Aim — Copy the records from the line containing "Every instance of" through the end of the records, renaming "eyebrow window" as "dormer window" and keeping everything else the same. Omit the pictures.

--- Start Recorded data ---

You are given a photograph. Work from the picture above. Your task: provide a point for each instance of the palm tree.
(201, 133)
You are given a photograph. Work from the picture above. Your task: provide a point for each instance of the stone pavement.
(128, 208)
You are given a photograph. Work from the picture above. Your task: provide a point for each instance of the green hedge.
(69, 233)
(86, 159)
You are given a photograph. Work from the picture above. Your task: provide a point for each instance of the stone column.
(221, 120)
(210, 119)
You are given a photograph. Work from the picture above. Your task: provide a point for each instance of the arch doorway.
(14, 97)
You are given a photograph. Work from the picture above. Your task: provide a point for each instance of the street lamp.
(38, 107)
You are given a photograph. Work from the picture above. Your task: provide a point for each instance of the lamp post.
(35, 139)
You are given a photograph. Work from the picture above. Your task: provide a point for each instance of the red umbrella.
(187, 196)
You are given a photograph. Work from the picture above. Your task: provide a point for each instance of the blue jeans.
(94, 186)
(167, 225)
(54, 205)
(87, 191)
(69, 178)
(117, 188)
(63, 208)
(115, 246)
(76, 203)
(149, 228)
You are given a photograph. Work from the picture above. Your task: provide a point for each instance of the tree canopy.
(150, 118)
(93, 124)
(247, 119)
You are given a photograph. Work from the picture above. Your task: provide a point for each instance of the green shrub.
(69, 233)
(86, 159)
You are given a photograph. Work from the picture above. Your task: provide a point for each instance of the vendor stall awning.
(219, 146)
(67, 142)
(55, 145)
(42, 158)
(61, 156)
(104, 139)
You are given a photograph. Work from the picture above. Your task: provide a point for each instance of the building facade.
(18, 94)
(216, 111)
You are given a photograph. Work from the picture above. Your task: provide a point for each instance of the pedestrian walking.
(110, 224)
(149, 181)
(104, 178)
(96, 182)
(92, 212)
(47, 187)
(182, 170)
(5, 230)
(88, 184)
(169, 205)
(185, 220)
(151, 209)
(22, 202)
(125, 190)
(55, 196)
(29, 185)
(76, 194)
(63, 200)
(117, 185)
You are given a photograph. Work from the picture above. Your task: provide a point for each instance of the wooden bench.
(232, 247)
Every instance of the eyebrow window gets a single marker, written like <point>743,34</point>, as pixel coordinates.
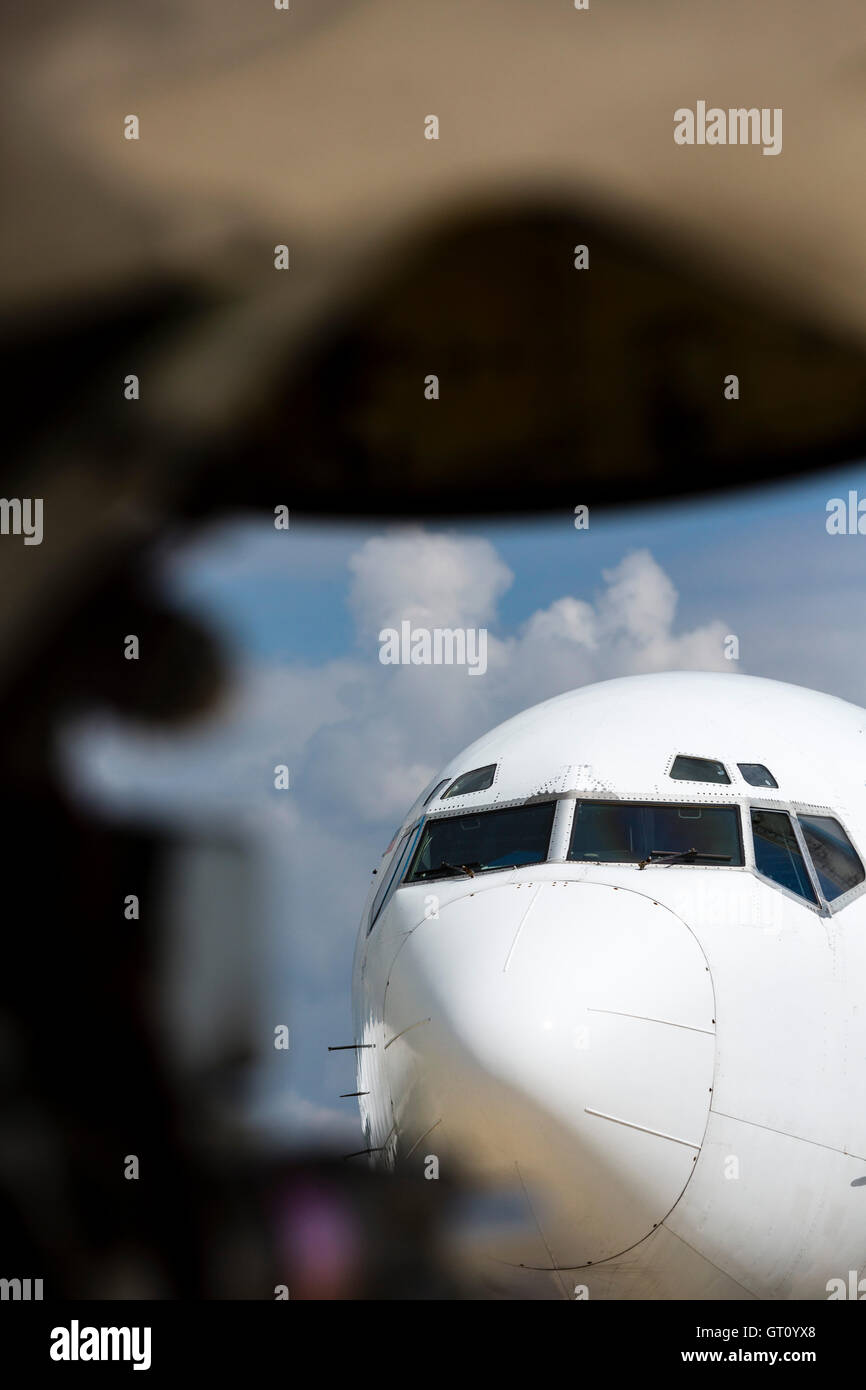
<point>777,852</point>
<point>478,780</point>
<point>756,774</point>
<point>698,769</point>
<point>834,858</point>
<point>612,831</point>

--- End Recorded data ---

Full output —
Every instance of the dormer window gets a single marker, written like <point>743,34</point>, as pixel coordinates.
<point>777,852</point>
<point>478,780</point>
<point>756,774</point>
<point>698,769</point>
<point>834,858</point>
<point>612,831</point>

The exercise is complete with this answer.